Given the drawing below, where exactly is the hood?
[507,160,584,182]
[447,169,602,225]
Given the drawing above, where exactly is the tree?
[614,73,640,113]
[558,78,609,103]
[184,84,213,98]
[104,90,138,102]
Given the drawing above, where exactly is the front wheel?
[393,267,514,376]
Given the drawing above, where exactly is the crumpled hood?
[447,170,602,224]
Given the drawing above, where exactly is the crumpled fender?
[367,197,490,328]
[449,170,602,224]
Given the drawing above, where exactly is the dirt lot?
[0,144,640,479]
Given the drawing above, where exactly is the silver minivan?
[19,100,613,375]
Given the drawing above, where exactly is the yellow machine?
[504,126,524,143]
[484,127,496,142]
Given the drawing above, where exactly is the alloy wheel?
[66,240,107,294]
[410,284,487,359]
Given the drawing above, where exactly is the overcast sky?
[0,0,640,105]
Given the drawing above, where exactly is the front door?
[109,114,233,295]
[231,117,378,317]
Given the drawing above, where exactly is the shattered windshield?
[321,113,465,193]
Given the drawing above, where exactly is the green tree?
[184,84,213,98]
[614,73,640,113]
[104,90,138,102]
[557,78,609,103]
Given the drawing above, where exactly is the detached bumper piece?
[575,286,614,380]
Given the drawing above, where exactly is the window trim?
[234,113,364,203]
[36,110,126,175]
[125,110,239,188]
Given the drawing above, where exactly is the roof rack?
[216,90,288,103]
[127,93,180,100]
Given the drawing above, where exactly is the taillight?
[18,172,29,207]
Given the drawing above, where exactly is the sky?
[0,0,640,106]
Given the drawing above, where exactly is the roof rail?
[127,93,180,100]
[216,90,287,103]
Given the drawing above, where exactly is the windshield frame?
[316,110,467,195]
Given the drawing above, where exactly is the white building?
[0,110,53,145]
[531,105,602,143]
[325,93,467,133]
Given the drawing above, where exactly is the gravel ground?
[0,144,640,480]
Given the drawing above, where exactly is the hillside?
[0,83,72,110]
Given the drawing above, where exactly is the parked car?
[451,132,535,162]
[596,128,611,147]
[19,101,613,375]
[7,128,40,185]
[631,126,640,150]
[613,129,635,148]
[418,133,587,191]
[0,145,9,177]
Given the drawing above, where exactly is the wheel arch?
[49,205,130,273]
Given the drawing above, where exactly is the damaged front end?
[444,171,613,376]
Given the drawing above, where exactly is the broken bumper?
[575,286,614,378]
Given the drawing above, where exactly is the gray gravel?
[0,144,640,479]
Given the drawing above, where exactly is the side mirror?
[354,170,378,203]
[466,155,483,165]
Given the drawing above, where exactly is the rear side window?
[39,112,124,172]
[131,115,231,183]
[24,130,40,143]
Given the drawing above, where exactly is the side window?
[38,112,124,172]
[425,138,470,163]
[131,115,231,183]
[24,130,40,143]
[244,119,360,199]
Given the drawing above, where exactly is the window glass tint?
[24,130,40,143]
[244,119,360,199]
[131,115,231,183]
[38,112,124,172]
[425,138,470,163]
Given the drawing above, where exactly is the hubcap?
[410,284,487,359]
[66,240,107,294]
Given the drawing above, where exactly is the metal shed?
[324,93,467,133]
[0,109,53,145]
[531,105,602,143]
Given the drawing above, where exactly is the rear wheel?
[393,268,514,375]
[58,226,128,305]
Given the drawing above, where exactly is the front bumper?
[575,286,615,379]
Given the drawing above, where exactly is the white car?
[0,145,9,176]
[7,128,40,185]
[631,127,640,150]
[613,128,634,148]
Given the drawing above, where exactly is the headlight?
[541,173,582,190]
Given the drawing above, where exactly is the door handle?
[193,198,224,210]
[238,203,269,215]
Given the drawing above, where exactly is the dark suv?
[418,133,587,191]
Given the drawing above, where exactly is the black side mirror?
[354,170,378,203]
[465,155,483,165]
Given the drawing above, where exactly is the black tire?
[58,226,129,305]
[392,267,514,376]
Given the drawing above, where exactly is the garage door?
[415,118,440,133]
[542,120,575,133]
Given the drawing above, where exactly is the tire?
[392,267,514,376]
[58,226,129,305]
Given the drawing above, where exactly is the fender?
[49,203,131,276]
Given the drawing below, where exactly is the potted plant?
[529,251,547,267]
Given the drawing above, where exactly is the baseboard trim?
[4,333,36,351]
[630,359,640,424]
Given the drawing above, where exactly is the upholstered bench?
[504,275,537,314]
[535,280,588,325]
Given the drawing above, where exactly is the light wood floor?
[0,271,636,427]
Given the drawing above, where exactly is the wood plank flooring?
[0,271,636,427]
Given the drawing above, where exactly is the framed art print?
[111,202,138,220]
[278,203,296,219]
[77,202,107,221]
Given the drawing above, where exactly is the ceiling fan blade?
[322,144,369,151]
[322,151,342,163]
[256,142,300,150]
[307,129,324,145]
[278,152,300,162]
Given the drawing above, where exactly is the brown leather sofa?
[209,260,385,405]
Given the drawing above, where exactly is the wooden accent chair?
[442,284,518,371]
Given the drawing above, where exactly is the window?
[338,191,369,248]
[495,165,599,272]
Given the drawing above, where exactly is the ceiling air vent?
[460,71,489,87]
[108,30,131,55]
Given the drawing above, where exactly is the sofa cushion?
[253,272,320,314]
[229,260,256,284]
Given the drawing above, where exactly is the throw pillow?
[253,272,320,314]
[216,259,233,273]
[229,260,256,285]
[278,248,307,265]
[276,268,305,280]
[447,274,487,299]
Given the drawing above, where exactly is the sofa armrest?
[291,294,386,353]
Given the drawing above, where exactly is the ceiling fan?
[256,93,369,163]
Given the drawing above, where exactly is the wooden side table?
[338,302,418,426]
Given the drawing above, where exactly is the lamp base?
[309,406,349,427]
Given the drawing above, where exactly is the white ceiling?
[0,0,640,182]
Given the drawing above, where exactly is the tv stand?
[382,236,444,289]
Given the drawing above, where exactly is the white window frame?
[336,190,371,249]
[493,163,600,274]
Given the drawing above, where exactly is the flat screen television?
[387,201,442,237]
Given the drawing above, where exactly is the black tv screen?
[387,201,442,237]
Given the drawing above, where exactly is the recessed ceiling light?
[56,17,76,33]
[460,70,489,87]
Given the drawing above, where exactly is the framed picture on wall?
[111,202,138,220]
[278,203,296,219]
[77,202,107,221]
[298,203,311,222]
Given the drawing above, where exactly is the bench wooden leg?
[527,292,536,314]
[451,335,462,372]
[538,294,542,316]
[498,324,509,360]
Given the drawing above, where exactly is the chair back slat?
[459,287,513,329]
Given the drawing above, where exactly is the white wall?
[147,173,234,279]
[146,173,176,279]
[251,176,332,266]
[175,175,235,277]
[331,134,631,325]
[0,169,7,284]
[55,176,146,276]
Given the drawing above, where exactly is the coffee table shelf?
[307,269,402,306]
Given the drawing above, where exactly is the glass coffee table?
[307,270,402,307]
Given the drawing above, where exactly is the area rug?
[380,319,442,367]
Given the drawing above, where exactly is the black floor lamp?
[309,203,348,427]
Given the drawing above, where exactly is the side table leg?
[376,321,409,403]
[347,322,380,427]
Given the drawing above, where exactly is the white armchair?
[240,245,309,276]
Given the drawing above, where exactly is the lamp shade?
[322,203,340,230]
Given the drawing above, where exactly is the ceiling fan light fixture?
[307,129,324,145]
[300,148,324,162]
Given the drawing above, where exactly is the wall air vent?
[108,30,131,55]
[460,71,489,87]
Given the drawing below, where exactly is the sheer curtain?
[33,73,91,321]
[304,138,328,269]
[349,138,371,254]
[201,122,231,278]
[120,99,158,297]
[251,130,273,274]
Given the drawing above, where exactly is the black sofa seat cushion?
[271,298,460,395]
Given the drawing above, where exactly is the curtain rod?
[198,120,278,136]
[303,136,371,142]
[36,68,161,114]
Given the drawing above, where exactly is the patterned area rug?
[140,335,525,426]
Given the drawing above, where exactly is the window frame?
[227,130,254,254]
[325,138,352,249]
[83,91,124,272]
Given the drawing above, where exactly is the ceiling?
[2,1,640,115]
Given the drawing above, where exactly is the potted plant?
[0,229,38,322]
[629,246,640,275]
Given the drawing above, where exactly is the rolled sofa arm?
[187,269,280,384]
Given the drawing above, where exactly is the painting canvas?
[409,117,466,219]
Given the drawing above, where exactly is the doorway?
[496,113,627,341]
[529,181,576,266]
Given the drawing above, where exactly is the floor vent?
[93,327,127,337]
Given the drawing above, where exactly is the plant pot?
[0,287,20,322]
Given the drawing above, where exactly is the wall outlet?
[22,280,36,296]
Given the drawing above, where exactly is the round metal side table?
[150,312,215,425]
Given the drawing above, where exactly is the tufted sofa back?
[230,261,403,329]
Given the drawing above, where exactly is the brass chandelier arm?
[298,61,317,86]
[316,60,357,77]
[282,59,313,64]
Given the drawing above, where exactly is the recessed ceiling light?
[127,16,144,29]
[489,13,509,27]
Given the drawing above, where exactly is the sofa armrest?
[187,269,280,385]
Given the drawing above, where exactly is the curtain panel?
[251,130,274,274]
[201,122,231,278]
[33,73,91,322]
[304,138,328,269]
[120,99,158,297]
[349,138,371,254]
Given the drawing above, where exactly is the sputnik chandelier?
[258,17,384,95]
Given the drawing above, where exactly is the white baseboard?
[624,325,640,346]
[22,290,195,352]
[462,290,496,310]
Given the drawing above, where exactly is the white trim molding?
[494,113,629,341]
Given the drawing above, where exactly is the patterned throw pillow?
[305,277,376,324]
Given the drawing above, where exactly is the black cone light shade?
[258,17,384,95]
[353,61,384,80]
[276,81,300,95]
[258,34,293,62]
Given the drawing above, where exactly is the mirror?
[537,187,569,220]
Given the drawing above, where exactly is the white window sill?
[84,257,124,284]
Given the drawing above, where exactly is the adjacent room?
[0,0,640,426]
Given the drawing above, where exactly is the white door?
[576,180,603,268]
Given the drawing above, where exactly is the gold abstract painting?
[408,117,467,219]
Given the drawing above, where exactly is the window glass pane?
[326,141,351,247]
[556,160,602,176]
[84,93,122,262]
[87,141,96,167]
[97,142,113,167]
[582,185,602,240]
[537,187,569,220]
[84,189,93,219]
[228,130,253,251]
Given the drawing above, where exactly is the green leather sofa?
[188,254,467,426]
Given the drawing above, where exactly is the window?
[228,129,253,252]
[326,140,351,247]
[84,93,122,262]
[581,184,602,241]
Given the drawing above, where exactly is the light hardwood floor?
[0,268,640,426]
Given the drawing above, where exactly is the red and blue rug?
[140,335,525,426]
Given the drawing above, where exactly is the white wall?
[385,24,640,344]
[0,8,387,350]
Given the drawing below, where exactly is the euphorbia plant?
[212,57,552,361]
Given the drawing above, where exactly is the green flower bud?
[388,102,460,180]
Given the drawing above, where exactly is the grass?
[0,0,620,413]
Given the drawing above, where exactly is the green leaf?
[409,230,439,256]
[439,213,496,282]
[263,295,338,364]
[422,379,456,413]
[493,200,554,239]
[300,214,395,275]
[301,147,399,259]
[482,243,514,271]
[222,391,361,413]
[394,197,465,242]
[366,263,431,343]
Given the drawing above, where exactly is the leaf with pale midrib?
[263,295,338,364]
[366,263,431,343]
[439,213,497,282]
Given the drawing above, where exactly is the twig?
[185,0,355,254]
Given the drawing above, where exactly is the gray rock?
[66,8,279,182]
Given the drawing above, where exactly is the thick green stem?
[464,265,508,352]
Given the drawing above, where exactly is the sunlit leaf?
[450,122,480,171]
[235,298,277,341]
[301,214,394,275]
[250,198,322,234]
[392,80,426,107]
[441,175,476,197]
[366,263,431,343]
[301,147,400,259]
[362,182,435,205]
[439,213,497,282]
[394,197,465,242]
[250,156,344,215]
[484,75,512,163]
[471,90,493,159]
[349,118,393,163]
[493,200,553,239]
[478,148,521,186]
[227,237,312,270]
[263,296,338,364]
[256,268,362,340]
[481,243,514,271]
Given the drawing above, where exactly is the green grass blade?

WORK TO COMPLETE: Could you return everything in the data from the line containing "Given the drawing above, where exactly is the white armchair?" down to the line containing "[230,261,403,329]", both lines included, reproduced verbatim?

RESULT FOR THIS TASK:
Given the drawing above, where exactly is the white armchair?
[240,245,309,276]
Given the drawing above, where exactly is the lamp shade?
[322,203,340,230]
Given the drawing above, where exactly is the ceiling fan light fixture?
[307,129,324,145]
[300,148,324,162]
Given the drawing above, where exactly is the wall air vent?
[108,30,131,55]
[460,71,489,87]
Given the drawing below, where exactly is the sheer curtain?
[33,73,91,321]
[304,138,328,269]
[349,138,371,254]
[201,122,231,278]
[120,99,158,297]
[251,130,273,274]
Given the drawing above, where exactly is the black sofa seat cushion?
[271,298,460,395]
Given the drawing above, where exactly is the curtain rod?
[198,120,278,136]
[303,136,371,142]
[36,68,161,114]
Given the drawing above, where exactly is the patterned area rug?
[140,335,525,426]
Given the drawing above, where exactly is the window frame?
[227,130,254,254]
[325,138,352,249]
[83,91,124,272]
Given the drawing above, where exactly is the ceiling?
[2,1,640,115]
Given the drawing above, where exactly is the potted plant?
[0,229,38,322]
[629,246,640,275]
Given the drawing above, where exactly is the rolled sofa arm?
[187,269,280,384]
Given the drawing above, where exactly is the painting canvas?
[409,117,466,219]
Given the drawing above, where exactly is the doorway?
[496,113,627,341]
[529,181,576,266]
Given the drawing above, where exactly is the floor vent?
[93,327,127,337]
Given the drawing above, where exactly is the plant pot?
[0,287,20,322]
Given the drawing above, where exactly is the wall outlet?
[22,280,36,296]
Given the drawing above, where exactly is the round metal side table?
[150,312,215,425]
Given the drawing above, where exactly is the tufted sofa back?
[230,261,403,329]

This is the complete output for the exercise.